## Fragmento del texto
_____

Continuación Capítulo II


Juéguela al 22

El fútbol es como la vida. Al fin y al cabo, hace parte de la vida. Y en la vida vale muchas veces más la actitud que el talento. Colombia siempre tuvo el talento, pero jamás encontró la actitud necesaria para enfrentar situaciones difíciles. O no pensó en ella, que es peor. La historia del fútbol no está hecha de grandes equipos plagados de genialidad. Está hecha de grandes equipos plagados de actitud (positiva, se entiende). Y decir actitud es decir fortaleza mental, generosidad, sinceridad, honestidad. Decir actitud es decir convicción. Por ahí, cualquiera podría decir que el pecado de Colombia en el Mundial fue de convicción. Entonces habría que hablar de una convicción inflada, sin bases ni fundamentos. Y de una convicción real, nacida de la acción. Si Brasil y Argentina y Alemania llegan a los Mundiales siempre convencidos de que deben llegar a la final, lo hacen porque pasadas acciones avalan esa convicción. La avalan y la hicieron posible: con resultados, con títulos, con momentos difíciles superados.

_____

## Tarea a realizar
Según el texto sobre el fútbol y la actitud, ¿qué tuvo siempre Colombia y qué no encontró jamás? El material siguiente procede de otra fuente.

_____

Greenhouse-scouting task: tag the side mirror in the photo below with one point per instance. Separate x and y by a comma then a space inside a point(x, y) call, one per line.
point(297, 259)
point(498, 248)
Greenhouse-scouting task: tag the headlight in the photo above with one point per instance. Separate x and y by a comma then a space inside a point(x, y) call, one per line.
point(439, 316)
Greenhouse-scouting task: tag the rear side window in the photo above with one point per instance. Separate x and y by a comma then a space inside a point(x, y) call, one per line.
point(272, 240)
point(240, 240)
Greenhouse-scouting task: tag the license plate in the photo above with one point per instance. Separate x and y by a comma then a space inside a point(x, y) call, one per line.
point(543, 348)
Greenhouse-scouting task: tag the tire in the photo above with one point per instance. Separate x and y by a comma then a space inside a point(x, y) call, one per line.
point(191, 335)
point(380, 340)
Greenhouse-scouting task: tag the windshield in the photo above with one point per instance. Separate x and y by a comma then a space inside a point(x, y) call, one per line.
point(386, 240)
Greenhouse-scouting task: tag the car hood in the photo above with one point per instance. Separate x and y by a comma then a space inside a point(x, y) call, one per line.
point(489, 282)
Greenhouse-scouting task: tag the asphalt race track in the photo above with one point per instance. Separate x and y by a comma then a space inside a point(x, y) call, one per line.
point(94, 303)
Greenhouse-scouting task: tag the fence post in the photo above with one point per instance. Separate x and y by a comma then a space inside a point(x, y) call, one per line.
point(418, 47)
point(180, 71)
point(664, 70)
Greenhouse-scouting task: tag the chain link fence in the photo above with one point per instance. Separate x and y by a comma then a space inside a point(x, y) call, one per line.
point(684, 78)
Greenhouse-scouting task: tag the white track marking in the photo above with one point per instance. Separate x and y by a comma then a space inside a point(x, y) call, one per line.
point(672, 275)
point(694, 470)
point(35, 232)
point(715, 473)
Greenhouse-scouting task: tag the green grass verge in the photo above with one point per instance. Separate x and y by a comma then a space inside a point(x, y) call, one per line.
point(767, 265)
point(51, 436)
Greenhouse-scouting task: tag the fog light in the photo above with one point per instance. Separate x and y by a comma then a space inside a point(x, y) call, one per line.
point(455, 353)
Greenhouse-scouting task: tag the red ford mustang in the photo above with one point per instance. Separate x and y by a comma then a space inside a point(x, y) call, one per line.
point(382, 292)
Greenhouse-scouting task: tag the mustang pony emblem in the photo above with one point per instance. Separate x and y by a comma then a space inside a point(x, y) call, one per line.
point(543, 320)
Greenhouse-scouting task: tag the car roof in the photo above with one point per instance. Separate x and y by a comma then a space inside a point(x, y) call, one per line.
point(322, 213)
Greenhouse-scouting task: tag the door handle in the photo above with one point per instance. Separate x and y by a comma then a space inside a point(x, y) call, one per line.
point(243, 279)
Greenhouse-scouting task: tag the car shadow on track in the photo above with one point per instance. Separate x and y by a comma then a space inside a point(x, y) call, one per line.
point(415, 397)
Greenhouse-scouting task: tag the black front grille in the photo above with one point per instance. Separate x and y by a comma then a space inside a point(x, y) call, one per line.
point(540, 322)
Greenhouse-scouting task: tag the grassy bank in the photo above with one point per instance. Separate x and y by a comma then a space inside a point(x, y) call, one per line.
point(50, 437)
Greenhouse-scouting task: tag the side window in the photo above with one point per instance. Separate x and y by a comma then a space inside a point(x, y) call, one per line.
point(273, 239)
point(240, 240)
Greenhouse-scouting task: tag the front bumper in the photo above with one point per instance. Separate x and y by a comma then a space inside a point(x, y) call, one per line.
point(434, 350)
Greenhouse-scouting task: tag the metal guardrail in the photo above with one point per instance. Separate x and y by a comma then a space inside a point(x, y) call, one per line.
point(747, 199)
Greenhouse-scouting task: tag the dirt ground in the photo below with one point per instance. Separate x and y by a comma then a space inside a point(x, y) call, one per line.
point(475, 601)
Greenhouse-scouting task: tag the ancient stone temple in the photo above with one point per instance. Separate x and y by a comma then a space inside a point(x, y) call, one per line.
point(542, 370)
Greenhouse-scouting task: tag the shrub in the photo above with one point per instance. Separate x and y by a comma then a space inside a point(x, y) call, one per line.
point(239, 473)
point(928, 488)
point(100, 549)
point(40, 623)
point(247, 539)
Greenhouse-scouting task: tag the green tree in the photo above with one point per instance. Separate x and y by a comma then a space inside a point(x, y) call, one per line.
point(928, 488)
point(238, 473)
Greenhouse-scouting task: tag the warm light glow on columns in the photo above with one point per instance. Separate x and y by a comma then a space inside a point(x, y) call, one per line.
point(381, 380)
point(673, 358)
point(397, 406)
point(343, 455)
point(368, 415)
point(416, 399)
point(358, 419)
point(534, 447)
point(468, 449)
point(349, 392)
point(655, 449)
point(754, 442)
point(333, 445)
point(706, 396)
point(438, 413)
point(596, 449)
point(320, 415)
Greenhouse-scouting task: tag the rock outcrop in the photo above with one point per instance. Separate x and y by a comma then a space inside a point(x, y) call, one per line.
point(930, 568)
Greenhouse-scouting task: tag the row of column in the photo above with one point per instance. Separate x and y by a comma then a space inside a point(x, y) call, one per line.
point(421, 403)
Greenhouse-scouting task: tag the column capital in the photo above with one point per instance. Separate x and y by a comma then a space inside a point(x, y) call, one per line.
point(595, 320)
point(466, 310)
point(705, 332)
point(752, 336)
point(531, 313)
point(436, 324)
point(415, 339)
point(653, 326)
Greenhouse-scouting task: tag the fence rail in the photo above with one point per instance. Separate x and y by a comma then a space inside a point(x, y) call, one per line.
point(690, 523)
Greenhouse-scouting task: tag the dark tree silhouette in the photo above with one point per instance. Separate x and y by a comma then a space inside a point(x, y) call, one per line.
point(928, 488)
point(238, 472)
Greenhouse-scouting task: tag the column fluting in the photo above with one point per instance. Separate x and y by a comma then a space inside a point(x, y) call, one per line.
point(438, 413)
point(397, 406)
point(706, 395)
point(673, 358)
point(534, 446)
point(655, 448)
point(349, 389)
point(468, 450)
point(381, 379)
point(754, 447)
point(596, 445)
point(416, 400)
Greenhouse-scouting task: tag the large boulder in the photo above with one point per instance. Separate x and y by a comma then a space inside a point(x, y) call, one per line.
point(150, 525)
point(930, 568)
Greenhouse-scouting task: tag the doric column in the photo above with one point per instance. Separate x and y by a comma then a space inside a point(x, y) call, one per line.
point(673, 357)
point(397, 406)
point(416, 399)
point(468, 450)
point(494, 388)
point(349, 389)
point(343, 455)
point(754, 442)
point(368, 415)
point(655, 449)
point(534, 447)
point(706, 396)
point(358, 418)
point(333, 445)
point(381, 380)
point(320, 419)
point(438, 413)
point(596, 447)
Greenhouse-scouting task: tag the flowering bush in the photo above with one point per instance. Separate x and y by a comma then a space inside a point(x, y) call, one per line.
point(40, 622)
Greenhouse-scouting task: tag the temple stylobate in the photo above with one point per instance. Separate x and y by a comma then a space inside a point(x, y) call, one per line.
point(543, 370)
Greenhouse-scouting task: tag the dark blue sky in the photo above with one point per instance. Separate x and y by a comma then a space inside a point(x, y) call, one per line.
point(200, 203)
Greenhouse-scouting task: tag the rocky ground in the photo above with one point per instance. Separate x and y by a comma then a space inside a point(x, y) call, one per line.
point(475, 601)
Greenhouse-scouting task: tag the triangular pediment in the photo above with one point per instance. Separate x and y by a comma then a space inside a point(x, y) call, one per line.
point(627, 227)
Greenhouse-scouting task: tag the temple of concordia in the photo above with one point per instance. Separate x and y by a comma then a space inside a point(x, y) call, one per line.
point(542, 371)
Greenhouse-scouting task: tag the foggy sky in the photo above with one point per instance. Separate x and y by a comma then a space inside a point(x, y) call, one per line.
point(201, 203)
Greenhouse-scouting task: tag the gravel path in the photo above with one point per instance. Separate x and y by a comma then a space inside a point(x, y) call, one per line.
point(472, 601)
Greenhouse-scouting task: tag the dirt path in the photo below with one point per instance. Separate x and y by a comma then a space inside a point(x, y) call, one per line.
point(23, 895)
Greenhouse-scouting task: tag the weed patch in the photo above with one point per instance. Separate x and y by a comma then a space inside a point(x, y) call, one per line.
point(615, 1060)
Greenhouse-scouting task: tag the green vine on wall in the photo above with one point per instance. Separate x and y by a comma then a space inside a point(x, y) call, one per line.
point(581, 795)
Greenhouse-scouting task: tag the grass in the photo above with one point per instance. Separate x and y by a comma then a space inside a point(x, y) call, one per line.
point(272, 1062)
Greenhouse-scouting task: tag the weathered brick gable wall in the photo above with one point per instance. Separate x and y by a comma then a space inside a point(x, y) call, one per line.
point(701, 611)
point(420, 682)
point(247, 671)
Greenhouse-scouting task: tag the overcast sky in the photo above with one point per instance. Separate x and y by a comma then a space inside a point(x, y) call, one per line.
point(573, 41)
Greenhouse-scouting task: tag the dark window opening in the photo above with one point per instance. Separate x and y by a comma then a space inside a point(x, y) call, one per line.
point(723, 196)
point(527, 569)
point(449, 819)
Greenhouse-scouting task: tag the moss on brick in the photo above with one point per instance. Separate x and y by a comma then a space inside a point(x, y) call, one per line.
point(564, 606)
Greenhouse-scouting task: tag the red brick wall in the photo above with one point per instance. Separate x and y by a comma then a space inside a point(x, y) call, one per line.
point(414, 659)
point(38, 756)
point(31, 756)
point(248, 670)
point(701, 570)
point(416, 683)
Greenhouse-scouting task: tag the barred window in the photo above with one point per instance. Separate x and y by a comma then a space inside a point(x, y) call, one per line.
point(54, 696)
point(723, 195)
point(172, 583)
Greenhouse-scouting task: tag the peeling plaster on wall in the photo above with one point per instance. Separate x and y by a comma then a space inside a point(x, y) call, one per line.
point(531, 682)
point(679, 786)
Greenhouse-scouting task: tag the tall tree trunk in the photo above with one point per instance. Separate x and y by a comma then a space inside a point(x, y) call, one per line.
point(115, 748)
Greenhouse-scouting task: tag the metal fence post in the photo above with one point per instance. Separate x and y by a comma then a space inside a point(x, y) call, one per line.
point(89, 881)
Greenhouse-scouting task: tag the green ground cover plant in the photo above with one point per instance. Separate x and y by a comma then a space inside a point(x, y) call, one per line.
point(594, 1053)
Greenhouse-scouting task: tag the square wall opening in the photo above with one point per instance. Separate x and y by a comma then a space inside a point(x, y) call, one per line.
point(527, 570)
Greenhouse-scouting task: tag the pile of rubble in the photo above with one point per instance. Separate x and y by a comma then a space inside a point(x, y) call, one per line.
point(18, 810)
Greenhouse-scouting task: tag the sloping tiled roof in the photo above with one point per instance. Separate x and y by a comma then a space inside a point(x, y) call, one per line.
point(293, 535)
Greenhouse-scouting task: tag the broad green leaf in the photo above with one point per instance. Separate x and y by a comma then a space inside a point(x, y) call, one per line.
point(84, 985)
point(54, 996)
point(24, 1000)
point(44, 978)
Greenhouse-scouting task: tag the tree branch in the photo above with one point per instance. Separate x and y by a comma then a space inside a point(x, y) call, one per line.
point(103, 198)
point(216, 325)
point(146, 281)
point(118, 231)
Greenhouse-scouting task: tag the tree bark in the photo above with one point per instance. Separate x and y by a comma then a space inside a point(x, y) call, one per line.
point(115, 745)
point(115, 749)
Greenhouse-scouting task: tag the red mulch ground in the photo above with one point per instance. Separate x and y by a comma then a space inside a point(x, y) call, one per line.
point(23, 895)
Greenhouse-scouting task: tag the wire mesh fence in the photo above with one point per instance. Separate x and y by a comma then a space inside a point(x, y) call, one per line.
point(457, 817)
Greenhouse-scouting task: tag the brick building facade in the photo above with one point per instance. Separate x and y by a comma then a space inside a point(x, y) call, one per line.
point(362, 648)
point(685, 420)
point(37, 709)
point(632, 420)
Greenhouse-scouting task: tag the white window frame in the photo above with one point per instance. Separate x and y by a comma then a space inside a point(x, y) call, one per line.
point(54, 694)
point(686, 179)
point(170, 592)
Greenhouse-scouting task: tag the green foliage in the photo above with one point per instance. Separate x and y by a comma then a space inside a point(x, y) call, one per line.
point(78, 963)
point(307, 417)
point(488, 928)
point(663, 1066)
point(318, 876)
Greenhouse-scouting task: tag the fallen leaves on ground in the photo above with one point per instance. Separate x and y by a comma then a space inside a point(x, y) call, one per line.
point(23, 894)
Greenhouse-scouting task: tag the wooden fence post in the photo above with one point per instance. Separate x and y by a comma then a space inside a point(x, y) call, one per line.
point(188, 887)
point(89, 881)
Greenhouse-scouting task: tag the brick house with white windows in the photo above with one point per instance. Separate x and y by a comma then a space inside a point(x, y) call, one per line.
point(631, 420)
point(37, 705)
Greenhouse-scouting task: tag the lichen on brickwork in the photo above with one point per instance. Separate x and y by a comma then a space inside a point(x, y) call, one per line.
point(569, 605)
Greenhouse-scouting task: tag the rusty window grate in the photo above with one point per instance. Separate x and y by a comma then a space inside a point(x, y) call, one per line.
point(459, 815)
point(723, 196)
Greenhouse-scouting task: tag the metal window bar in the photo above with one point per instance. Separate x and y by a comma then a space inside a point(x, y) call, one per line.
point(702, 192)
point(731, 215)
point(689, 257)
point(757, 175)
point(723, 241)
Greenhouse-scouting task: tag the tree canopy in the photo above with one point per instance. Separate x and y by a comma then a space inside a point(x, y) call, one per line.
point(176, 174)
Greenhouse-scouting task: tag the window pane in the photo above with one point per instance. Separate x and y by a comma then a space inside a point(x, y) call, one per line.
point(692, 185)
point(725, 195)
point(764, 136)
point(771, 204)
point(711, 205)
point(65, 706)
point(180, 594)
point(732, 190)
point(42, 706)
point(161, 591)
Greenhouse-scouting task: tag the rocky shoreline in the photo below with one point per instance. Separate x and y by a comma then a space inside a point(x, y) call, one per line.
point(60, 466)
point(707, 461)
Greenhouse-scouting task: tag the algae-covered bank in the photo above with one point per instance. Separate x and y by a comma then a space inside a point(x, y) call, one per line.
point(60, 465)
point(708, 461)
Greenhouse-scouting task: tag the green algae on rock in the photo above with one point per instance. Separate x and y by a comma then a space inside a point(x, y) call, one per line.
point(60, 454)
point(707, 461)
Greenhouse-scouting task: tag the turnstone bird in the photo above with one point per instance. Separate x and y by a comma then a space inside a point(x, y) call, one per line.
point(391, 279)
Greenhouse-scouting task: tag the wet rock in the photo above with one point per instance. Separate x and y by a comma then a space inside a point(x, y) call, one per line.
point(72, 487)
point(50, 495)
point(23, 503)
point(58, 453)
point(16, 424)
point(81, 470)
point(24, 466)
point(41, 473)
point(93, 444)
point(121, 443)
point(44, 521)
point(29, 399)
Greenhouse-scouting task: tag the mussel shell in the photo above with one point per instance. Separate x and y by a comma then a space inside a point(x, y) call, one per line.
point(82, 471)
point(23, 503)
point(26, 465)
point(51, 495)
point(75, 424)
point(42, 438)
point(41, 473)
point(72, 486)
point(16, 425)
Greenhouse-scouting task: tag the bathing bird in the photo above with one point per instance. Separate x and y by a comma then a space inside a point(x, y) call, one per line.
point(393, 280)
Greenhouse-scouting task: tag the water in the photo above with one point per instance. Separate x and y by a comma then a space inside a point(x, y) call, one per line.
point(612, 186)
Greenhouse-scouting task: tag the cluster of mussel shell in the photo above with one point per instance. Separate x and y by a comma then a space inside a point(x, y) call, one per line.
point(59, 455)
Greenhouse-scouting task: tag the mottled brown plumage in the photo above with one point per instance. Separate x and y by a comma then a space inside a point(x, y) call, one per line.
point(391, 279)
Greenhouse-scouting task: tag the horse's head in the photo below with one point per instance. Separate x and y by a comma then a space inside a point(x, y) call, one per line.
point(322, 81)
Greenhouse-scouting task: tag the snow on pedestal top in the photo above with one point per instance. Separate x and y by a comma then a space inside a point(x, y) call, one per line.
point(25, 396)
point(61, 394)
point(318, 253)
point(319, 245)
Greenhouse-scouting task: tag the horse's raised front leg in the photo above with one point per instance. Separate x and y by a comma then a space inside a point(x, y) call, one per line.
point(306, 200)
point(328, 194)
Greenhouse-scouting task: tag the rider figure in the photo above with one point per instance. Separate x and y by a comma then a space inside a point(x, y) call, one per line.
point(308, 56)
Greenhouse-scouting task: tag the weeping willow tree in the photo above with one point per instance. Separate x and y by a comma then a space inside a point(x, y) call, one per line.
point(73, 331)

_____

## Respuesta
Siempre tuvo el talento, pero jamás encontró la actitud necesaria para enfrentar situaciones difíciles.